Start of DATASET EXTRACT
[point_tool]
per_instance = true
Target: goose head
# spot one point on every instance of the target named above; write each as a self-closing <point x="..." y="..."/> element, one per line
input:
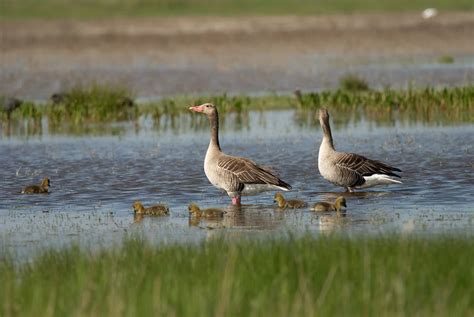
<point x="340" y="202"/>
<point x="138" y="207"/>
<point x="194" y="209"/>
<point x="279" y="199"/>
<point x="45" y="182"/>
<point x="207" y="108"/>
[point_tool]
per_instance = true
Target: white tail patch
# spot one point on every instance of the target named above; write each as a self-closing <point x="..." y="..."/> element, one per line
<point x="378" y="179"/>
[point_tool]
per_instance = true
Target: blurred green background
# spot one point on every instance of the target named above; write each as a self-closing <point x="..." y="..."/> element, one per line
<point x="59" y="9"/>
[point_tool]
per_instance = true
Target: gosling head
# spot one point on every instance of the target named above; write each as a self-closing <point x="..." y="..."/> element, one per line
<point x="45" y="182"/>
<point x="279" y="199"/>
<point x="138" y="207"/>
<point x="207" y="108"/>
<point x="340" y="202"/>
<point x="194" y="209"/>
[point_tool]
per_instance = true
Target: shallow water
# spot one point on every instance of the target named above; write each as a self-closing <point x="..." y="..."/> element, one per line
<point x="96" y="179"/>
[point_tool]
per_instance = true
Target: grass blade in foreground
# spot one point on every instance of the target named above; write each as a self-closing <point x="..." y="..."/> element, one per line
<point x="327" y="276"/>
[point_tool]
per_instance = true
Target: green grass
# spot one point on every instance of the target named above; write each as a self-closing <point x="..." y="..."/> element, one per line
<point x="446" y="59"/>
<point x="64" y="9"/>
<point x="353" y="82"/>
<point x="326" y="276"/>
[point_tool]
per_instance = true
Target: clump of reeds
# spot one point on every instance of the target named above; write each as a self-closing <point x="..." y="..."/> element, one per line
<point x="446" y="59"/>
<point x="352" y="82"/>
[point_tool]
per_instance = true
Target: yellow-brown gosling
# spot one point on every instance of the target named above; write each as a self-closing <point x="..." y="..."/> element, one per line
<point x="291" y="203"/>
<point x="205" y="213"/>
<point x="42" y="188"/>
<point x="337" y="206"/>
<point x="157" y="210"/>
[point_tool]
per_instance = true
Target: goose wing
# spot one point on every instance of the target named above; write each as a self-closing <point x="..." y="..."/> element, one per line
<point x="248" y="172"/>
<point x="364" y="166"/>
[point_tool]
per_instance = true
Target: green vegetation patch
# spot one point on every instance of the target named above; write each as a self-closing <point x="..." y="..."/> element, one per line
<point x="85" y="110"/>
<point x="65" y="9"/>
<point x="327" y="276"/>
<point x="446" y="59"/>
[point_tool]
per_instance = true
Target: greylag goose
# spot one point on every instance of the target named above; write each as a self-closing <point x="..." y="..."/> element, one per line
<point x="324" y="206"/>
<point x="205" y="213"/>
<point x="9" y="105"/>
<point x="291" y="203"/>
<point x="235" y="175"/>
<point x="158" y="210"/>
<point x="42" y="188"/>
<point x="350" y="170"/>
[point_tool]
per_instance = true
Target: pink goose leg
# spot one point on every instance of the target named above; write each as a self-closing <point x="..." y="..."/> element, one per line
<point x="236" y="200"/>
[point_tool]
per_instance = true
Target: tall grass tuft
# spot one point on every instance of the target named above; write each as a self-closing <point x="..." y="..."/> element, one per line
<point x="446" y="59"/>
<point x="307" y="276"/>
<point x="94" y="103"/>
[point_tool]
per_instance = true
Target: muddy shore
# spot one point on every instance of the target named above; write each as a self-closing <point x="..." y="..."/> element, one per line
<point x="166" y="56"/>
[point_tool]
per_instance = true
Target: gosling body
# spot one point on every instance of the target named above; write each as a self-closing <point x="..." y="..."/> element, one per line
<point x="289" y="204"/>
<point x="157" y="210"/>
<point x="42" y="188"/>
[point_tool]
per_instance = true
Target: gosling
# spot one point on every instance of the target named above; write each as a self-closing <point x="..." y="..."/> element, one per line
End of DATASET EXTRACT
Start of DATASET EXTRACT
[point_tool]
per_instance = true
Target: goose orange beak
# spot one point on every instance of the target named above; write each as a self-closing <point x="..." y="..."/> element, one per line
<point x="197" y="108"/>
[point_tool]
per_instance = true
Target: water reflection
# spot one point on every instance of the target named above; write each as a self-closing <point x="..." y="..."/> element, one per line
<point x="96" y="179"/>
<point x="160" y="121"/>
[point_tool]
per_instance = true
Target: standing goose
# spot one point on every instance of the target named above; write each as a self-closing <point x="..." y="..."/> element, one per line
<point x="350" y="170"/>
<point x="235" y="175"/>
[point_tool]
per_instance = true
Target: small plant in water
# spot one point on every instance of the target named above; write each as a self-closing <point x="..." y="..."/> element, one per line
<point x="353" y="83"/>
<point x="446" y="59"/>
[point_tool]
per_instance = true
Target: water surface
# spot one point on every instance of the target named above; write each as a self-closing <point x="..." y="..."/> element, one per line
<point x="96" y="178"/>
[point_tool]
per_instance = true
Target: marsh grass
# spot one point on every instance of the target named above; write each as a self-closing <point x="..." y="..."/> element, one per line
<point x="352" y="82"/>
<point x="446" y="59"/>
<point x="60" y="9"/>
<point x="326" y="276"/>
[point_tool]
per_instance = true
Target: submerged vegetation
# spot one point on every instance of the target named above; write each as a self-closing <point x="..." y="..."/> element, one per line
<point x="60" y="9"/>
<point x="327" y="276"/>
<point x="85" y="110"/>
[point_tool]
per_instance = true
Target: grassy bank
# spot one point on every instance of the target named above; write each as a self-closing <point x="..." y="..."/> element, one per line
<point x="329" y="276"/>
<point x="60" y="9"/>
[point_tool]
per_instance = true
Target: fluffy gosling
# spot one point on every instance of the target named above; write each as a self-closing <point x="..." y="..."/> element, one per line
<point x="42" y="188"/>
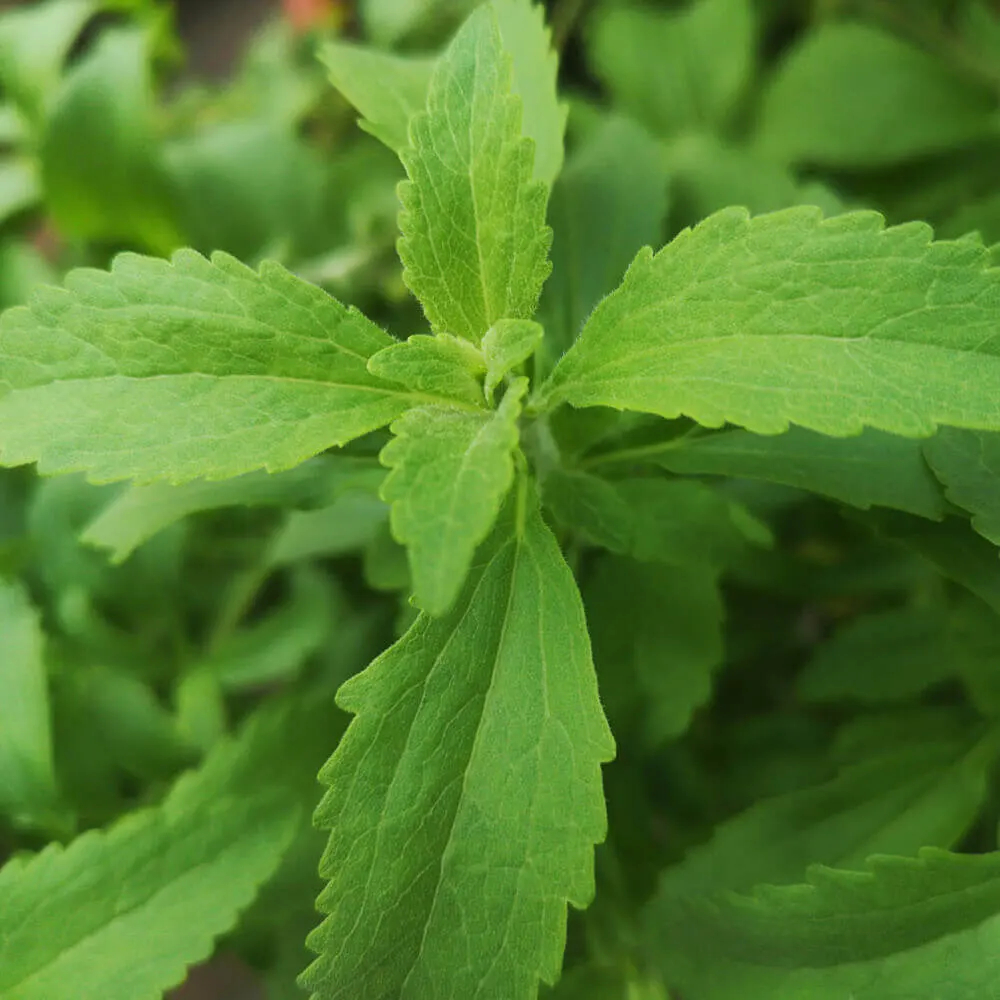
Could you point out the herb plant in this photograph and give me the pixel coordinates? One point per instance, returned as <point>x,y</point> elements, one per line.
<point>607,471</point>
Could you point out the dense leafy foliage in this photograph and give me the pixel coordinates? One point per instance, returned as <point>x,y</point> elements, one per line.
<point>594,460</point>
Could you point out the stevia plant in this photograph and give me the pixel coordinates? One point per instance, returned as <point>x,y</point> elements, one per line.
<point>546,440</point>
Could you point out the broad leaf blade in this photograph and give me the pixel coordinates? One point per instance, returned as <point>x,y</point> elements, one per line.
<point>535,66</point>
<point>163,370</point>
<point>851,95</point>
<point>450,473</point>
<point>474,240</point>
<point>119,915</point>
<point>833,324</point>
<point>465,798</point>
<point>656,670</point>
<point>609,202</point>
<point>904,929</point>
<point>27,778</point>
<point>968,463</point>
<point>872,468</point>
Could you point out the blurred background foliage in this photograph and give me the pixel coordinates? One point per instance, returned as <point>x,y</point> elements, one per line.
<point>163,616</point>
End of DATASET EXTRACT
• [WHAT NEEDS TO BE DONE]: Gather up every line in the data above that contains the word "patch", copying each one.

• [RESULT FOR THIS EXERCISE]:
Target: white tail patch
Target: green vegetation patch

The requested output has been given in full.